**PROBLEM DETAILS:** Output all the entries below. Each must match exactly.

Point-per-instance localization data
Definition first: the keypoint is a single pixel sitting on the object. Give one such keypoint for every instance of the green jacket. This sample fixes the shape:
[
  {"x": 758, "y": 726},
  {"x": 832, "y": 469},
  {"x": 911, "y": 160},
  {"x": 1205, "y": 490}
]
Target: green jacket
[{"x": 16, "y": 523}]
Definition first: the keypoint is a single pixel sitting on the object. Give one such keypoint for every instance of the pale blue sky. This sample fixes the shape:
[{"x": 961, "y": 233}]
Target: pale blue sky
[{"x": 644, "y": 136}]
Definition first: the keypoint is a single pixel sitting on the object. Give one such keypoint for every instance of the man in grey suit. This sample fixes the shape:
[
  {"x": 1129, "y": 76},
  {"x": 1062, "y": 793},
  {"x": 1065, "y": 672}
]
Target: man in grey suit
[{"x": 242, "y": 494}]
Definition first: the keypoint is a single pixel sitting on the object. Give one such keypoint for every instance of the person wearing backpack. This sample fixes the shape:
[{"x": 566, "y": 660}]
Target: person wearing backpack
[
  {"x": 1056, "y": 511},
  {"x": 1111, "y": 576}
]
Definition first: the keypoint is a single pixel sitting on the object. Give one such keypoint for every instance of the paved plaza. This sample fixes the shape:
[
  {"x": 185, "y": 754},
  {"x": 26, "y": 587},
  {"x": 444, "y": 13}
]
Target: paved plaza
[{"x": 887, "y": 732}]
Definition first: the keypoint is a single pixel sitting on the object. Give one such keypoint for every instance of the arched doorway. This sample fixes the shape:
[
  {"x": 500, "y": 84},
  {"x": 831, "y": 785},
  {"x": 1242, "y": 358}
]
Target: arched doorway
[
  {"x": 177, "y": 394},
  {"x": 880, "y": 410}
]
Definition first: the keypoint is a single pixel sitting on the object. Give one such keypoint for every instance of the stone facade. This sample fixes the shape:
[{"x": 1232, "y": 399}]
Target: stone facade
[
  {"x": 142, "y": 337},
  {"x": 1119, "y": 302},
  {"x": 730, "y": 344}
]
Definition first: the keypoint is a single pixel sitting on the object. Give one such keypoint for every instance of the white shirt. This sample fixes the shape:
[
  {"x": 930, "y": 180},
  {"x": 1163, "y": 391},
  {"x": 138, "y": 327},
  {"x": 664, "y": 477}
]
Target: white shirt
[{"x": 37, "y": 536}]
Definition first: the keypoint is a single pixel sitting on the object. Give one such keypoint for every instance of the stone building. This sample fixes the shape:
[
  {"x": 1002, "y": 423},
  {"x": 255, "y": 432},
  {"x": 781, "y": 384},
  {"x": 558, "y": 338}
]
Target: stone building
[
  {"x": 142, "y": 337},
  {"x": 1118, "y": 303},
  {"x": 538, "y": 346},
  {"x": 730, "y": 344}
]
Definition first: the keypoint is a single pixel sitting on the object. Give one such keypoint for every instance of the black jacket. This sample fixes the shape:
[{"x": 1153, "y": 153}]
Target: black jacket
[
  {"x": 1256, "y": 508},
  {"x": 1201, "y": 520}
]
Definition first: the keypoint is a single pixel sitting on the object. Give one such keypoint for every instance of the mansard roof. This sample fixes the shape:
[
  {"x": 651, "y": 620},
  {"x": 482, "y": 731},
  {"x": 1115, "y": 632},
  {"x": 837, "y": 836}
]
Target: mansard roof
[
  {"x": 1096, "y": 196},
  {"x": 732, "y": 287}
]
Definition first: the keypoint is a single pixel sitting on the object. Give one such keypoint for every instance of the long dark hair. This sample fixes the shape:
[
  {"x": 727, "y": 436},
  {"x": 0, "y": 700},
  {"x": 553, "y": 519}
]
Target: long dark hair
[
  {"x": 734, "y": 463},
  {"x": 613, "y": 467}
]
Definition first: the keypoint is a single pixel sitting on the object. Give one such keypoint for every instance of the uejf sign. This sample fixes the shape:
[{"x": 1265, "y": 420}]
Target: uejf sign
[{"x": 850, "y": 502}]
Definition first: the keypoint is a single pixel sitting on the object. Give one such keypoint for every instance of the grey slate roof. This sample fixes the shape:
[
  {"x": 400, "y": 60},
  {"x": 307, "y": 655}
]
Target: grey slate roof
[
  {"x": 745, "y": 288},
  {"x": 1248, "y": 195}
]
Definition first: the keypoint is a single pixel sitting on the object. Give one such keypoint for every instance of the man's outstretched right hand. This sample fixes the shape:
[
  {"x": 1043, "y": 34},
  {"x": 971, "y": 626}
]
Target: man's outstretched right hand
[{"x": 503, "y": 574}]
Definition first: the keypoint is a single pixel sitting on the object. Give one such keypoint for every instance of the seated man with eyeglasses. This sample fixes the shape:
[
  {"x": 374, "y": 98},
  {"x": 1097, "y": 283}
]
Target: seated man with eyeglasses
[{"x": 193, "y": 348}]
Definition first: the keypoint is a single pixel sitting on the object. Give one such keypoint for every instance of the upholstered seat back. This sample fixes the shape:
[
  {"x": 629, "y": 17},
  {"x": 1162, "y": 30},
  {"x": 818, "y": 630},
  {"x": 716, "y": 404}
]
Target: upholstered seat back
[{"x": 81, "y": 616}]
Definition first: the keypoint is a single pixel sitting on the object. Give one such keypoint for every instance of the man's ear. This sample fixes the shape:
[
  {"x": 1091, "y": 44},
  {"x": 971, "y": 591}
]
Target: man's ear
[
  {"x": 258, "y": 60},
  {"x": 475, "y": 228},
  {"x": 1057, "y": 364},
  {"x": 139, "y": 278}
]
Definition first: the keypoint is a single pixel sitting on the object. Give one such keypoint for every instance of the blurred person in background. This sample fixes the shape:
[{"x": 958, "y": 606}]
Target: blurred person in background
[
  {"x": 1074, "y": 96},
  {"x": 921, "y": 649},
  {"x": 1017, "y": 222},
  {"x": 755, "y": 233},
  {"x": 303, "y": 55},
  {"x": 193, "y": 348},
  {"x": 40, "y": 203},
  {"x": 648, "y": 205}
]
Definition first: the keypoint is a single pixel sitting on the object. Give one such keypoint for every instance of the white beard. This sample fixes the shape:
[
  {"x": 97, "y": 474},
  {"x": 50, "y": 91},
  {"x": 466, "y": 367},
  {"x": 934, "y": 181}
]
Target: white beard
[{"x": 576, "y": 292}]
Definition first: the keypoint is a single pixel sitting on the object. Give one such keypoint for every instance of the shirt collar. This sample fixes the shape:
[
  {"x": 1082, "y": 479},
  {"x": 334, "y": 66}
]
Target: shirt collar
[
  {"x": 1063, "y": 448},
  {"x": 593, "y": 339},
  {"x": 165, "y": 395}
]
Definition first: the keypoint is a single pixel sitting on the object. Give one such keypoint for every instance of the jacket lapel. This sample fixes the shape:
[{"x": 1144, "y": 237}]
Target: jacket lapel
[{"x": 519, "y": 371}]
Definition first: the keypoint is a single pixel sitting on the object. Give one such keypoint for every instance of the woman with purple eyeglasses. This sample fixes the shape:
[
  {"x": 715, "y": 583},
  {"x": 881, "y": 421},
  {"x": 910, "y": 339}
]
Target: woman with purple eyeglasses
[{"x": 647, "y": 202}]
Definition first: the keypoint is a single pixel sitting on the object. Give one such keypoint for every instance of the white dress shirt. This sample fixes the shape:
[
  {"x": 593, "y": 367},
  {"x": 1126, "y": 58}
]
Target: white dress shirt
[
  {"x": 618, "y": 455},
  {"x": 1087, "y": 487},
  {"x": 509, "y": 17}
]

**REPLY:**
Definition first: the keypoint is a single pixel sitting on the object. Give one such keypoint for every instance of the green jacket. This sample fixes the shape:
[
  {"x": 758, "y": 726},
  {"x": 832, "y": 469},
  {"x": 911, "y": 160},
  {"x": 1205, "y": 490}
]
Target: green jacket
[{"x": 16, "y": 523}]
Definition first: the keypoint is a single pixel sitting on the object. Give one such keypoint for every instance of the pale blue sky. This sample fixes the shape:
[{"x": 961, "y": 233}]
Target: pale blue sky
[{"x": 644, "y": 136}]
Definition first: the keypoint is a single pixel sitting on the object. Give one such keypoint for every instance of the man in grey suit. This sample fixes the shape:
[
  {"x": 1129, "y": 76},
  {"x": 1062, "y": 793},
  {"x": 1065, "y": 672}
]
Target: man in grey suit
[{"x": 242, "y": 494}]
Definition first: the keypoint is a single pixel sitting on the object. Give one such keypoint for every instance of the person wearing backpack. This sample fixes the shape:
[{"x": 566, "y": 660}]
Target: person wearing backpack
[
  {"x": 1056, "y": 511},
  {"x": 1111, "y": 576}
]
Definition first: the keypoint is a single pixel sitting on the object. Give one such keypoint for every instance of the paved plaza. This sample fixes the shape:
[
  {"x": 185, "y": 754},
  {"x": 26, "y": 587},
  {"x": 444, "y": 13}
]
Target: paved plaza
[{"x": 887, "y": 732}]
Definition first: the keypoint is a single pixel sitting on the object. Give one such keypoint for every instance of the arched doorway. This sample fixes the shape:
[
  {"x": 500, "y": 84},
  {"x": 831, "y": 785},
  {"x": 1242, "y": 358}
]
Target: arched doorway
[
  {"x": 177, "y": 394},
  {"x": 880, "y": 410}
]
Definition first: the keypoint is a single pixel sitting on the object. Give one such keypoint for every instance of the stone facade. This sample fixes the shape:
[{"x": 1232, "y": 399}]
Target: stone facade
[
  {"x": 142, "y": 337},
  {"x": 1119, "y": 302},
  {"x": 730, "y": 344}
]
Definition first: the keypoint is a single pixel sitting on the object. Give one such keypoint for every instance of the white shirt. This sample fixes the shape:
[
  {"x": 930, "y": 180},
  {"x": 1163, "y": 391},
  {"x": 138, "y": 327},
  {"x": 664, "y": 477}
]
Target: white shirt
[{"x": 37, "y": 536}]
Definition first: the keypoint is a single pixel sitting on the object. Give one such keypoint for every instance of the stone building. This sample fixes the shape:
[
  {"x": 1002, "y": 423},
  {"x": 255, "y": 432},
  {"x": 781, "y": 384},
  {"x": 558, "y": 338}
]
Target: stone building
[
  {"x": 142, "y": 337},
  {"x": 1118, "y": 303},
  {"x": 538, "y": 346},
  {"x": 730, "y": 344}
]
Definition first: the keypoint is a single pixel sitting on the object. Give one such keypoint for every instance of the black jacket. This sample fixes the shape:
[{"x": 1153, "y": 153}]
Target: black jacket
[
  {"x": 1256, "y": 508},
  {"x": 1201, "y": 520}
]
Definition first: the keypoint is a single pixel sitting on the object. Give one such keypoint for every instance of the mansard roof. This sample fixes the shape:
[
  {"x": 651, "y": 620},
  {"x": 482, "y": 731},
  {"x": 1115, "y": 632},
  {"x": 837, "y": 836}
]
Target: mansard roof
[
  {"x": 1096, "y": 196},
  {"x": 732, "y": 287}
]
Definition first: the keypoint is a single pixel sitting on the object. Give one such keypoint for every instance of the long dark hair. This sample fixes the shape:
[
  {"x": 727, "y": 436},
  {"x": 0, "y": 700},
  {"x": 553, "y": 519}
]
Target: long dark hair
[
  {"x": 734, "y": 463},
  {"x": 613, "y": 467}
]
Definition first: the keypoint is a single pixel sitting on the object. Give one such keypoint for every instance of the uejf sign. This sample fixes the shape:
[{"x": 1265, "y": 420}]
Target: uejf sign
[{"x": 850, "y": 502}]
Definition first: the keypoint is a single pixel sitting on the object. Give one such keypoint for every instance of the grey slate roof. This sample fixes the shape:
[
  {"x": 400, "y": 60},
  {"x": 307, "y": 655}
]
Target: grey slate roof
[
  {"x": 745, "y": 288},
  {"x": 1248, "y": 195}
]
Definition first: the keypoint is a single pixel sitting on the object. Give one such keypoint for every instance of the man's outstretched right hand. This sample fixes the shape:
[
  {"x": 1043, "y": 34},
  {"x": 971, "y": 626}
]
Target: man's outstretched right hand
[{"x": 503, "y": 574}]
Definition first: the keypoint is a single pixel sitting on the object. Give one such keypoint for every instance of the seated man with eyeglasses. This sample fixes the shape:
[
  {"x": 374, "y": 98},
  {"x": 1097, "y": 283}
]
Target: seated man with eyeglasses
[{"x": 193, "y": 348}]
Definition first: the keypoint is a single pixel sitting on the object. Give one such keypoint for every instance of the upholstered seat back. This sample fixes the shape:
[
  {"x": 629, "y": 17},
  {"x": 1162, "y": 30},
  {"x": 818, "y": 630},
  {"x": 716, "y": 404}
]
Target: upholstered seat back
[{"x": 81, "y": 616}]
Definition first: the keypoint is a single pixel sitting on the object. Give one such keypoint for every instance of the man's ear. This sample fixes the shape:
[
  {"x": 1091, "y": 44},
  {"x": 971, "y": 591}
]
Target: man's ear
[
  {"x": 258, "y": 60},
  {"x": 475, "y": 228},
  {"x": 1057, "y": 364},
  {"x": 139, "y": 278}
]
Definition first: the keypoint is a single pixel sitting on the object. Give one such keypoint for every instance of the blurred person in background. This sample fixes the shape:
[{"x": 958, "y": 606}]
Target: blurred person in background
[
  {"x": 1074, "y": 96},
  {"x": 921, "y": 649},
  {"x": 1017, "y": 222},
  {"x": 755, "y": 233},
  {"x": 303, "y": 55},
  {"x": 193, "y": 348},
  {"x": 40, "y": 203},
  {"x": 648, "y": 205}
]
Definition first: the keypoint is a single pixel sitting on the object. Give one such keypoint for every instance of the white beard. This sample fixes the shape:
[
  {"x": 97, "y": 474},
  {"x": 50, "y": 91},
  {"x": 466, "y": 367},
  {"x": 934, "y": 181}
]
Target: white beard
[{"x": 576, "y": 292}]
Definition first: the keypoint is a single pixel sitting on the object. Give one such keypoint for every instance of the shirt collar. This sample fixes the shape:
[
  {"x": 1082, "y": 479},
  {"x": 334, "y": 66}
]
Target: shirt collar
[
  {"x": 1063, "y": 448},
  {"x": 593, "y": 339},
  {"x": 165, "y": 395}
]
Definition first: the keypoint is a single pixel sitting on the object. Give one such keypoint for every instance of the jacket lapel. This sample fixes the shape:
[{"x": 1144, "y": 237}]
Target: jacket lapel
[{"x": 519, "y": 371}]
Definition first: the keypoint is a single pixel sitting on the object. Give one such keypoint for every instance of the woman with purple eyeglasses. This sample fixes the shape:
[
  {"x": 715, "y": 583},
  {"x": 881, "y": 421},
  {"x": 910, "y": 339}
]
Target: woman with purple eyeglasses
[{"x": 647, "y": 202}]
Definition first: the keypoint is a single pixel sitting on the object. Give one such keypoint for every instance of the white dress shirt. This sample fixes the shape:
[
  {"x": 593, "y": 367},
  {"x": 1126, "y": 58}
]
Target: white dress shirt
[
  {"x": 618, "y": 455},
  {"x": 1087, "y": 487},
  {"x": 509, "y": 17}
]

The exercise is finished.